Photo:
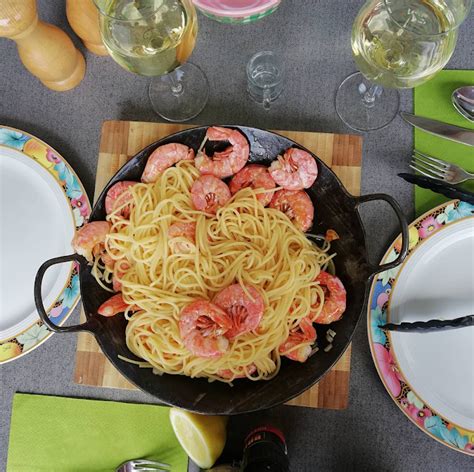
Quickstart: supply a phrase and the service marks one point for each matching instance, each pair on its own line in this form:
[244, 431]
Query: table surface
[313, 38]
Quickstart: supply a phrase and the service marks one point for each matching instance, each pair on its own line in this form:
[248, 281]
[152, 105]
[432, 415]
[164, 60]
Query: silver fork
[438, 169]
[142, 465]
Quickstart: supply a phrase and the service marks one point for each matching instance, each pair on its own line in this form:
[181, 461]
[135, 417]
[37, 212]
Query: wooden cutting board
[120, 141]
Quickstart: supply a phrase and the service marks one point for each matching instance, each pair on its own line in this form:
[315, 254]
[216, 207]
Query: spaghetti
[244, 243]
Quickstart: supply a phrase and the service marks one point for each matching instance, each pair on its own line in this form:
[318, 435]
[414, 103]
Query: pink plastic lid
[236, 8]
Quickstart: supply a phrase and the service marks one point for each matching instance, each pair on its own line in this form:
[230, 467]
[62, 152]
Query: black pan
[334, 208]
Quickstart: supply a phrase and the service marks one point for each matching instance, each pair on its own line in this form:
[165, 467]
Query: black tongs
[431, 325]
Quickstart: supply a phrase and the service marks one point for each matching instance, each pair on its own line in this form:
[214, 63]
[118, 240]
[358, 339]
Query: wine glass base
[352, 110]
[180, 95]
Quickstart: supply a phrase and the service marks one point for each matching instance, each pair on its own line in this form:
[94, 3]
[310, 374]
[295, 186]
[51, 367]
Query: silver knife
[430, 325]
[438, 128]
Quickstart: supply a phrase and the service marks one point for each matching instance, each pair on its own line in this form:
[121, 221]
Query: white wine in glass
[150, 40]
[396, 44]
[155, 38]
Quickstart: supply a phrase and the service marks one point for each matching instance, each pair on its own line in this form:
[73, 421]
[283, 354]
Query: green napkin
[433, 100]
[57, 434]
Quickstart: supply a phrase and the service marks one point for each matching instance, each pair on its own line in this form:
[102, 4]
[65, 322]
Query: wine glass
[155, 38]
[396, 44]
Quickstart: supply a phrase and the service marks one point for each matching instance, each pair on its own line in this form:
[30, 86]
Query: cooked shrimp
[303, 336]
[118, 196]
[246, 312]
[296, 170]
[297, 205]
[255, 176]
[228, 162]
[242, 372]
[209, 193]
[182, 236]
[90, 239]
[202, 326]
[113, 305]
[334, 299]
[163, 157]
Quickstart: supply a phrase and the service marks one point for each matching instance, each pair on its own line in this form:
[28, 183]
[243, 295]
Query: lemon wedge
[202, 437]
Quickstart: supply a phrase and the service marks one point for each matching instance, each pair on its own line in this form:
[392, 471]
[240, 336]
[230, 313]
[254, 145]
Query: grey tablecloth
[313, 38]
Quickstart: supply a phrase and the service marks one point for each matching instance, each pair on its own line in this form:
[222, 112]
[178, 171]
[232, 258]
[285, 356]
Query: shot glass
[265, 78]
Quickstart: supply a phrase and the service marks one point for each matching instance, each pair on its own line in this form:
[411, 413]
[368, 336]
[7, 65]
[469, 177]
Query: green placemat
[57, 434]
[433, 100]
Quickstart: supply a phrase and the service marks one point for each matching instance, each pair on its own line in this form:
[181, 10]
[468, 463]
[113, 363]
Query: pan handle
[87, 326]
[375, 269]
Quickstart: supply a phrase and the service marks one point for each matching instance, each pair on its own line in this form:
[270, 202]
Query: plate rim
[401, 399]
[240, 14]
[68, 181]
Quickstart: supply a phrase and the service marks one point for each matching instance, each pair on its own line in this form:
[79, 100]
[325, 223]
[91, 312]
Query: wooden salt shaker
[83, 17]
[45, 50]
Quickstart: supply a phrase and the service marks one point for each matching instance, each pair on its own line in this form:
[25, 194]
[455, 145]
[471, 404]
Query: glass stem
[370, 95]
[176, 85]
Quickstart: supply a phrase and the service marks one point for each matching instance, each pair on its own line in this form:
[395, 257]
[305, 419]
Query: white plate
[430, 375]
[438, 282]
[41, 204]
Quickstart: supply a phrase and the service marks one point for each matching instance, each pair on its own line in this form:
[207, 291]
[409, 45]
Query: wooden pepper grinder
[45, 50]
[83, 17]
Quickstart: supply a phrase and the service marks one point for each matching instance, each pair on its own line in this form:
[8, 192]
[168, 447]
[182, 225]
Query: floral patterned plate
[430, 375]
[42, 203]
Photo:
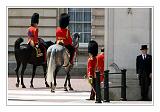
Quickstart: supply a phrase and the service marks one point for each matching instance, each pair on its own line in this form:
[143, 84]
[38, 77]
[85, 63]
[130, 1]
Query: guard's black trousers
[144, 83]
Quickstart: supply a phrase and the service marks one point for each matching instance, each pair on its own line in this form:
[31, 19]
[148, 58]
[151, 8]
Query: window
[80, 22]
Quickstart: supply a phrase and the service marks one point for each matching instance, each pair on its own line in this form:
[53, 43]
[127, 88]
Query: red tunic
[100, 65]
[91, 67]
[63, 34]
[33, 34]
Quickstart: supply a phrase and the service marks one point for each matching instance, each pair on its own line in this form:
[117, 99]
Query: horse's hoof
[47, 85]
[17, 85]
[23, 86]
[31, 86]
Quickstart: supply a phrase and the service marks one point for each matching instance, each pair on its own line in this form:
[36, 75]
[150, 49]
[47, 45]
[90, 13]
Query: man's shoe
[91, 99]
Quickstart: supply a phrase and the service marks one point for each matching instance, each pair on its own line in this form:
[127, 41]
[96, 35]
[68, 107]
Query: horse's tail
[17, 43]
[51, 66]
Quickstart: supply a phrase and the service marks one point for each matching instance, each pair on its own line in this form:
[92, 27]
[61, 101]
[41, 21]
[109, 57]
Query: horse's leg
[22, 73]
[16, 70]
[33, 74]
[69, 83]
[44, 69]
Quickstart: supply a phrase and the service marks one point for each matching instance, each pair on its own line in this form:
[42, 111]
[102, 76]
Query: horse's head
[76, 37]
[47, 44]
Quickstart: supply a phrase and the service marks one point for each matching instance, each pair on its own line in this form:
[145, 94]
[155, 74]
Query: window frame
[82, 44]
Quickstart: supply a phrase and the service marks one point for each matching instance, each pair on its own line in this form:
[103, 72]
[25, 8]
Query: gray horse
[58, 57]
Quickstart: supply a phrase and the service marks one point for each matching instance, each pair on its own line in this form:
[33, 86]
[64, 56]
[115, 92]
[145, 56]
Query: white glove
[37, 46]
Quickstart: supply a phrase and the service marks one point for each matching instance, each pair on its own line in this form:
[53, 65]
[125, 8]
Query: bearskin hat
[64, 20]
[34, 19]
[93, 48]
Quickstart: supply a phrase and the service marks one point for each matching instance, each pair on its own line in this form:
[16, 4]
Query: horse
[58, 57]
[26, 54]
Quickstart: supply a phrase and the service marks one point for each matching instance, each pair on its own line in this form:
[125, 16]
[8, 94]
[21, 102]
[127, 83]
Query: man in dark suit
[144, 70]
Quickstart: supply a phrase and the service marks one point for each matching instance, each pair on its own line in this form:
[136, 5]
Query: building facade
[120, 30]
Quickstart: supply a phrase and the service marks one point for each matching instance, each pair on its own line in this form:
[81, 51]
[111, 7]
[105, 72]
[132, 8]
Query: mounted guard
[63, 35]
[33, 39]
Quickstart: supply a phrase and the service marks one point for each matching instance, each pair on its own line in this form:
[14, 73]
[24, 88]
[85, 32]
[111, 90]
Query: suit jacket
[144, 66]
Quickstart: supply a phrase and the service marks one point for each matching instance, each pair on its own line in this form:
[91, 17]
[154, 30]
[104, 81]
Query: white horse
[58, 57]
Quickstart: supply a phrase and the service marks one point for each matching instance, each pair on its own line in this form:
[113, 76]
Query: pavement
[40, 95]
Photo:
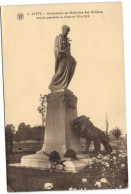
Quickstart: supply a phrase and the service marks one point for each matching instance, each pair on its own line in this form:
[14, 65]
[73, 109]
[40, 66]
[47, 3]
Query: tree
[117, 133]
[9, 134]
[42, 108]
[23, 132]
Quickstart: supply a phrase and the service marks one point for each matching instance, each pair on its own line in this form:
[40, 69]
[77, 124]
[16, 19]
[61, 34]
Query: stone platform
[59, 134]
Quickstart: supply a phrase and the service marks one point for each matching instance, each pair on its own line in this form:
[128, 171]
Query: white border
[127, 50]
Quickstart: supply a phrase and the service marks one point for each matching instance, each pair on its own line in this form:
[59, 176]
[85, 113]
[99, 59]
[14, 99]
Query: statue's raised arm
[64, 63]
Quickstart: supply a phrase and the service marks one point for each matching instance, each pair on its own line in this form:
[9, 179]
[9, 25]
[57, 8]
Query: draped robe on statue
[64, 65]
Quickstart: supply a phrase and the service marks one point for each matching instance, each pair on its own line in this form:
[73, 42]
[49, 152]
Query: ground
[106, 172]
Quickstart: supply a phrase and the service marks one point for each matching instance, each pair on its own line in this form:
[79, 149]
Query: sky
[97, 46]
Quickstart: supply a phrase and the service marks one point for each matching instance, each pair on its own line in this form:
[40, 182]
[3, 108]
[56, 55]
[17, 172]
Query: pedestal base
[41, 161]
[59, 133]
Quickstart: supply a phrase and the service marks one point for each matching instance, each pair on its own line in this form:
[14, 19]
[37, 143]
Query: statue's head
[65, 30]
[81, 123]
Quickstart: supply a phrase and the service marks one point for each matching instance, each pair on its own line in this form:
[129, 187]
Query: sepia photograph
[64, 97]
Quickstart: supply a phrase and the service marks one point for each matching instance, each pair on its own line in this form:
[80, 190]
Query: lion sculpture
[85, 129]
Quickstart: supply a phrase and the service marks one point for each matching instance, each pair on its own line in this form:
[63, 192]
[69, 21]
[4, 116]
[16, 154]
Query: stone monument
[61, 109]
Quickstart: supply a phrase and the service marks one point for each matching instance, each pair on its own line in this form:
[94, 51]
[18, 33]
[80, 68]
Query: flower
[103, 180]
[59, 167]
[84, 180]
[99, 156]
[113, 152]
[98, 184]
[48, 186]
[106, 164]
[120, 155]
[123, 165]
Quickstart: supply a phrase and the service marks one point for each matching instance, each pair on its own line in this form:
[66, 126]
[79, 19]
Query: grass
[27, 179]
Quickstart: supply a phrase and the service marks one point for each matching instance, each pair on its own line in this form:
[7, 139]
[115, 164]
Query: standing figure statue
[64, 63]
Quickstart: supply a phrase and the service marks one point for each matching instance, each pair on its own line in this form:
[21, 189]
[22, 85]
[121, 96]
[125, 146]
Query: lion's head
[80, 124]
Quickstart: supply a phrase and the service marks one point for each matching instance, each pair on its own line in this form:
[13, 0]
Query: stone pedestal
__________
Instructions for the task:
Show every line above that contains the word "plate", matching case exactly.

Solution to this task:
Query: plate rim
Query: white plate
Query: floral patterned plate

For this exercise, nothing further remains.